### Page extract
··········
The development of strong reinforcing materials such as glass, CFs, and advances in polymers have also been supported in the development of suitable materials that can be used in the manufacture of the latest aircraft components [48]. In the latest technological studies, glass and CFs such as artificial fibers and flax, kenaf, and jute have been used as biofibers for hybrid composites reinforced with biofibers.

1.4. Nanocellulose

Figure 3 shows the classification of cellulose nanomaterials (CNMs) by ISO/TS 20,477 and the modified classification. Each subclass (subcategory) is indented farther than its superordinate class; sibling classes are listed with the same indentation. For some classes, a few subclass terms are also listed. The class and subclass terms are not comprehensive; additional classes and subclasses can be added. For example, cellulosic materials do not only include CNMs and microcellulose.
Figure 3. Cellulose material taxonomies (a) classification by ISO/TS 20477-2017 and (b) modified classification.
In the modified classification, for simplicity, the term nanocellulose is substituted for cellulose nano-object. Nanomaterial refers to a substance or material that is in the nanoscale and at least in one dimension less than 100 nm, and nanocellulose is a parallel term. Although nanomaterials include those having internal or surface structures according to ISO/TS 20477, nanocellulose generally includes those with any external dimension in the nanoscale, equivalent to nano-object, including cellulose nanofibers, nanofilms, and cellulose nanoparticles. ISO/TS 8004-2 defines nanoparticles as materials with all external dimensions in the nanoscale; the lengths of the longest and the shortest axes do not differ significantly. In most of the literature, nanoparticle is inclusive of various-shaped nano-objects. By this definition, there are rare reports of cellulose nanoparticles in the literature. According to ISO/TS 20477, nanofiber is a nano-object with a significantly large aspect ratio. It should include cellulose nanocrystals (CNCs) and cellulose nanofibrils; however, this understanding is not in agreement with ISO/TS 20477, which states that nanofibril and nanofilament are equivalent terms to nanofiber. CNCs obtained from wood or other cellulose sources have been reported to have diameters and lengths in the range of 3–5 nm and 100–300 nm, meaning that their dimensions meet both the definition of nanofiber according to both ISO/TS 20,477 and 80004-2, implying that they are both a nanocrystal and a nanofiber. Furthermore, if electrospun cellulose fibers have diameters in the nanoscale, they should also be classified into nanofibers [49], although their crystalline structure is cellulose II. Assigning the terms nanolayer, nanocoating, and nanofilm to nanocellulose (i.e., nano-objects) and the terms nanostructured films, coatings, and layers to nanostructured material follows the hierarchy of nanomaterial terms in ISO/TS 80004-11.
··········
### What to do
How would you say this sentence from the nanocellulose text in Spanish: "According to ISO/TS 20477, nanofiber is a nano-object with a significantly large aspect ratio."

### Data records
··········
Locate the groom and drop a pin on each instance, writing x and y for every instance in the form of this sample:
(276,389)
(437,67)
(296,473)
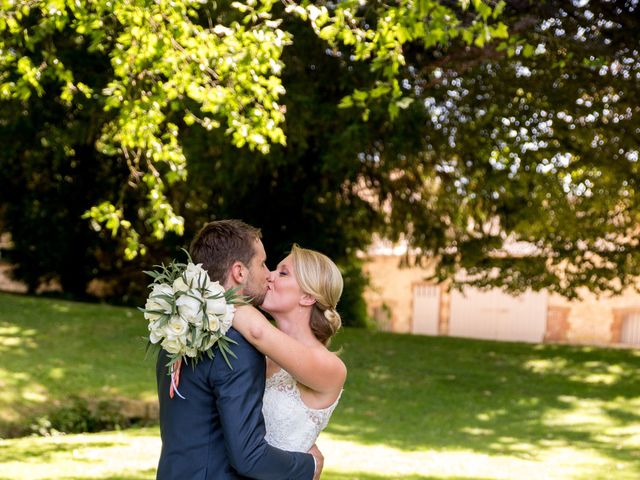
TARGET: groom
(217,432)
··········
### Task result
Según la ISO/TS 20477, la nanofibra es un nanoobjeto con una relación de aspecto significativamente grande.